EU policy has followed market trends, by pooling investment for a data-driven economy. This approach foresees more data sharing within organisational ecosystems that consolidate and create new value from data. With its legal framework, the European Commission tries to make sure all this happens in a fair, open, and secure way.
But how will this affect our current jobs? Which skills will we need to participate in this data-driven economy? This article gives insight in how data is being used to define our future work.
Byte by byte: some context
Whenever we interact with our digital devices, we create data – little digital traces of numeric information that say something about our interaction with the device. This can be information about what we have clicked on, which webpages we have opened, what text we have written, which locations we have visited, or where we have made a telephone call from.
All of these digital traces together can give us comprehensive insight into our behaviour online. Data is increasingly being used to gain more insight into human behaviour for a variety of reasons. And more and more of it is being collected. Estimates point that global data volume will increase by more than 500% by 2025. Companies use data to understand their customers better and improve their products and services. Governments are using it to improve the effects of their policy decisions. Individuals can also use data to help them manage their daily tasks better. Example? Take a walk round the block and see the number of people with smart watches around you. If you use one to monitor how active you are during the day, to monitor your vital stats, or use any apps that track how often you are online, you are using data for insights.
With data storage moving to the Cloud, technically it becomes easier to bring together different types of data, as well as data coming from different sources – potentially resulting into a much more comprehensive insight. This reduces challenges on the part of companies to use this data to create more value – whether this is for themselves, others, or together with their business ecosystem partners.
Data in the world of business
Data is thus increasingly seen as an essential source of revenue by enterprises. But which data is useful, and how do they manage to collect this data in a secure and safe way? In this section, we dive deeper into the nitty-gritty of data becoming an asset and a commodity for companies, and how this is being regulated by policymakers in the EU.
Data, data, data… Which data?
There are different ways in which we can categorise data. Here, we discuss two categorisations that are of interest considering the broader European Strategy for Data.
A first distinction concerns the connection between data and an individual person: personal data vs non-personal data. Personal data is any data that is (or can be) related to an individual person: a name, identity details (e.g. card numbers, etc.), health-related data, location data, etc. Some personal data can be sensitive. This is a separate category data that must be treated with extra conditions, as misuse of this data can result in hurtful, undesirable or even dangerous situations. The General Data Protection Regulation (GDPR) specifies sensitive data (European Commission, 2023a). Non-personal data is all other data that can be gathered. Examples include data on daily use of public transport, energy use within a home or the number of school teachers in a specified area.

### INFORMATION PROVIDED
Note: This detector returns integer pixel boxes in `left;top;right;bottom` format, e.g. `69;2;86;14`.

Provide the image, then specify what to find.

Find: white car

### WHAT YOU NEED TO DO
From the article on the data-driven economy, copy out the passage starting at "There are different" and ending at "Strategy for Data.". The material plays no part in this.

### SOLUTION TO THE EXERCISE
There are different ways in which we can categorise data. Here, we discuss two categorisations that are of interest considering the broader European Strategy for Data.